═══ RECORD EXTRACTS ═══
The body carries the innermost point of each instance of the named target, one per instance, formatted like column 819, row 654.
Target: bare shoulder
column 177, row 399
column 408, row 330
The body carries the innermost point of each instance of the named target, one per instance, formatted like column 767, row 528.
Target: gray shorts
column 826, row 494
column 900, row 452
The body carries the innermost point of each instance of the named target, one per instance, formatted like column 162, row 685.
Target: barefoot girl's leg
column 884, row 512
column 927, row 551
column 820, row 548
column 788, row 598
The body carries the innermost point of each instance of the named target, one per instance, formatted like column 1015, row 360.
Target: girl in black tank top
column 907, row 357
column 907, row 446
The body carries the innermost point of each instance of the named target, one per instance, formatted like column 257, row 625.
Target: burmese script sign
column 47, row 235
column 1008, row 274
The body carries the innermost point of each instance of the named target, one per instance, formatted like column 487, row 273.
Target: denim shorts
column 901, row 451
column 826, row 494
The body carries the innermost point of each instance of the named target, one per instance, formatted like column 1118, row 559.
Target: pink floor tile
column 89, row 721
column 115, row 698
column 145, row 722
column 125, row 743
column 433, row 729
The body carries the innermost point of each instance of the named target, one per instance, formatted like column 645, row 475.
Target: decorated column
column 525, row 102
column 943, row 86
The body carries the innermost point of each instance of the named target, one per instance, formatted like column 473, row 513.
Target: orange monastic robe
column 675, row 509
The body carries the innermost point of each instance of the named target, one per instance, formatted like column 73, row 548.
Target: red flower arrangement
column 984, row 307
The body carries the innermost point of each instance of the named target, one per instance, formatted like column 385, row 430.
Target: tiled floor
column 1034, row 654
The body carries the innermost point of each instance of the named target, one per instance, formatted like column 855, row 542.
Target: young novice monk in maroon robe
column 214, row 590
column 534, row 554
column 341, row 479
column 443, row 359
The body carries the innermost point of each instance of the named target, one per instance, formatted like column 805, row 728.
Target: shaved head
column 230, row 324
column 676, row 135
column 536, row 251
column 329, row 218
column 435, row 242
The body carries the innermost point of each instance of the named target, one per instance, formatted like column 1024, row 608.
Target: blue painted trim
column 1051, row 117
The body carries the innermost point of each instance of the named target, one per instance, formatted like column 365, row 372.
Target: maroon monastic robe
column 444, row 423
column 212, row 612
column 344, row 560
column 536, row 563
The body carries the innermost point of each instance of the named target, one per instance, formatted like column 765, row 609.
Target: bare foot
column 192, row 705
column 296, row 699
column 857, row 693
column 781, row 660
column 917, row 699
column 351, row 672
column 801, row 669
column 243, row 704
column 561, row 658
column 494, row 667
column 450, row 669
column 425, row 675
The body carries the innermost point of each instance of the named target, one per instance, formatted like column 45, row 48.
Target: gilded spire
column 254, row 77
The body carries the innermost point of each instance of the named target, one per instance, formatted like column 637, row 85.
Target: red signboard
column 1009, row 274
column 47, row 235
═══
_EXERCISE PROMPT_
Put every line of the data above into a Markdown table with the columns No. and Line. Number the rows in order and skip any blank lines.

_FINAL RESULT_
| No. | Line |
|---|---|
| 1 | The body carries the innermost point of each instance of the named target, one per instance, formatted like column 819, row 654. |
| 2 | Target: bare shoulder |
| 3 | column 177, row 399 |
| 4 | column 408, row 330 |
| 5 | The body carries the innermost point of each instance of the named target, one per instance, formatted like column 767, row 528. |
| 6 | Target: gray shorts |
| 7 | column 826, row 494 |
| 8 | column 900, row 452 |
| 9 | The body carries the innermost point of each instance of the named target, one per instance, formatted like column 162, row 685. |
| 10 | Target: barefoot girl's leg |
| 11 | column 884, row 512 |
| 12 | column 927, row 551 |
| 13 | column 820, row 548 |
| 14 | column 788, row 598 |
| 15 | The body carries the innermost point of each instance of the named target, one per instance, formatted like column 1015, row 360. |
| 16 | Target: girl in black tank top |
| 17 | column 907, row 357 |
| 18 | column 907, row 446 |
| 19 | The body carries the innermost point of each instance of the named target, one per instance, formatted like column 257, row 625. |
| 20 | Target: burmese script sign |
| 21 | column 47, row 235 |
| 22 | column 1008, row 274 |
| 23 | The body carries the innermost point of each instance of the named target, one per instance, formatted like column 487, row 273. |
| 24 | Target: denim shorts |
| 25 | column 901, row 451 |
| 26 | column 826, row 494 |
| 27 | The body carries the innermost point of each instance of the named target, one per instance, formatted like column 1118, row 559. |
| 28 | Target: pink floor tile |
| 29 | column 89, row 721 |
| 30 | column 115, row 698 |
| 31 | column 145, row 722 |
| 32 | column 125, row 743 |
| 33 | column 433, row 729 |
| 34 | The body carries the innermost point of each instance of the named target, one per instance, formatted like column 645, row 475. |
| 35 | Target: decorated column |
| 36 | column 525, row 102 |
| 37 | column 943, row 86 |
| 38 | The body carries the innermost point of each instance of the named target, one per instance, formatted like column 473, row 513. |
| 39 | Target: orange monastic robe |
| 40 | column 675, row 509 |
| 41 | The body carries the innermost point of each instance of the named target, one per instance, formatted like column 73, row 548. |
| 42 | Target: red flower arrangement |
| 43 | column 984, row 307 |
| 44 | The body carries the innermost point of each instance of the named target, one per instance, formatted like column 385, row 430. |
| 45 | Target: tiled floor |
| 46 | column 1034, row 654 |
| 47 | The body carries the innermost point of each instance of the named target, one per instance, formatted like column 855, row 542. |
| 48 | Target: young novice monk in maroon robe |
| 49 | column 214, row 590 |
| 50 | column 534, row 554 |
| 51 | column 341, row 479 |
| 52 | column 443, row 359 |
| 53 | The body carries the innermost point of each instance of the named target, one per instance, formatted like column 805, row 728. |
| 54 | Target: shaved head |
| 55 | column 230, row 324 |
| 56 | column 676, row 135 |
| 57 | column 536, row 251 |
| 58 | column 329, row 218 |
| 59 | column 435, row 242 |
| 60 | The body carries the innermost point of each instance of the named target, one per instance, formatted like column 1024, row 608. |
| 61 | Target: blue painted trim |
| 62 | column 1051, row 117 |
| 63 | The body carries the innermost point of each instance of the named target, one per instance, formatted like column 365, row 372. |
| 64 | Target: maroon monastic robe |
| 65 | column 444, row 423 |
| 66 | column 212, row 612 |
| 67 | column 344, row 560 |
| 68 | column 536, row 563 |
| 69 | The body carries the innermost point of each instance of the named target, one per instance, formatted like column 765, row 609. |
| 70 | Target: bare foot |
| 71 | column 192, row 705 |
| 72 | column 296, row 699 |
| 73 | column 857, row 693 |
| 74 | column 781, row 660 |
| 75 | column 917, row 699 |
| 76 | column 351, row 672 |
| 77 | column 801, row 669 |
| 78 | column 243, row 704 |
| 79 | column 561, row 658 |
| 80 | column 494, row 667 |
| 81 | column 450, row 669 |
| 82 | column 425, row 675 |
| 83 | The body carries the innermost point of each instance of the named target, one per instance, formatted like column 45, row 48. |
| 84 | Target: gilded spire |
| 85 | column 254, row 77 |
| 86 | The body carries the innermost point of each instance of the named target, one per instance, formatted like column 637, row 85. |
| 87 | Target: red signboard |
| 88 | column 1009, row 274 |
| 89 | column 47, row 235 |